--- Start of SOURCE PASSAGE ---
The term module and its definition is borrowed from Elastic Filebeat/Ingest pipelines (see Filebeat module overview docs). A module is meant to encapsulate parsing of logs from one vendor. Lets take as an example a network Firewall appliance like OPNsense. It will have different datasets (ECS event.dataset) but the overall log structure is usually similar. The module would be named "opnsense" in this example and all events would have the field event.module set to "opnsense".

A module consists of the following files of which only the first file is strictly required:

  • config/transform_module_{{ event.module }}.yaml
  • tests/integration/input/module_{{ event.module }}.json
  • tests/integration/output/dataset_{{ event.dataset }}__sequence_{{ any 17 digit number }}.gron
  • tests/unit/test_module_{{ event.module }}.yaml

Modules should ensure that all fields are put below a fieldset named by the value of event.dataset. Then the module should move/transform fields to corresponding fields as defined by ECS. Fields that are not handled by the module or have no representation in ECS yet should stay under the custom fieldset.

Special fields

  • event.module should be set by the aggregator if possible and the event.module field that an agent might send should only be used if the aggregator cannot make that choice based on trusted fields. For example, when a CMDB defines what a brand/model a host is using the host.type field.
--- End of SOURCE PASSAGE ---
--- Start of SUPPLIED DATA ---
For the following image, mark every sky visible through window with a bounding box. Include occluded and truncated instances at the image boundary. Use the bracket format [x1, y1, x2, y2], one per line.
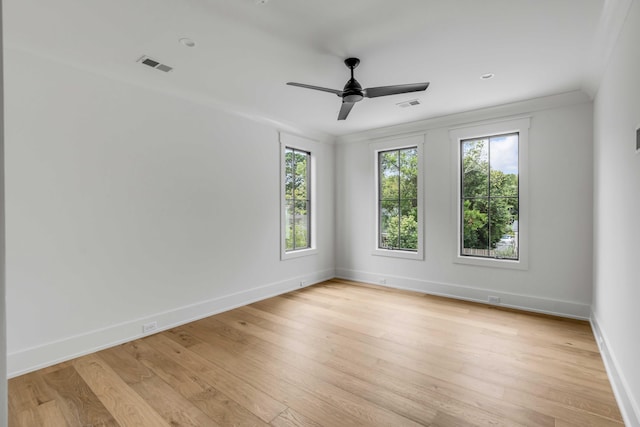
[491, 134, 518, 174]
--- End of SUPPLIED DATA ---
* [WRITTEN EXERCISE 1]:
According to the passage on log-parsing modules, where do the term "module" and its definition come from?
* [WRITTEN EXERCISE 2]:
Carry on the passage on log-parsing modules from its final sentence.

* [EXPECTED ANSWER 1]:
They come from Elastic Filebeat/Ingest pipelines.

* [EXPECTED ANSWER 2]:
  • event.dataset, same as event.module except of one difference: event.dataset should only be set when it is determined. Meaning that it is optional in the pre processing. In the module transform code, event.dataset should be set in all cases. If the module cannot determine it, it should set {{ event.module }}.other. This can simplify pre processing in case a module can determine the dataset based on parts of the event content.

  • event.sequence is used in integration testing to allow easy correlation between input and processed output events.

  • __ is meant to hold metadata fields (ideally also valid ECS fields if possible) that should not be output. Usually, those are additional fields that are only needed to derive other fields.

    The convention is borrowed from Python where it is used as variable prefix for internal private variables that cannot be accessed from the outside. The same is true here. Anything below __ is not meant to leave a Vector instance. The only exception are integration and unit tests.

    Two underscores are also technically required instead of just one because with one, the field index in the following template cannot be templated:

    sinks:
    
      sink_elasticsearch_logging_cluster:
        type: 'elasticsearch'
        inputs: ['transform_remap']
        encoding:
          except_fields: ['__']
        index: '{{ __._index_name }}'

    TODO: Does it work with {{ .__._index_name }}?

  • __._id is the first 23 characters of a HMAC-SHA256 fingerprint. See https://www.elastic.co/blog/logstash-lessons-handling-duplicates why that is useful.

    The framework and modules take care of only using the raw message that was transmitted by the host as fingerprint input. This is needed to have proper deduplication with something like Elasticsearch. For example, when a host sends the exact same log twice, it is deduplicated into one and in fact, the last event overwrites the previous one. Overwriting does not actually change the parsed log (other than event.inguested) because we use a cryptographically strong hash function which has certain guarantees.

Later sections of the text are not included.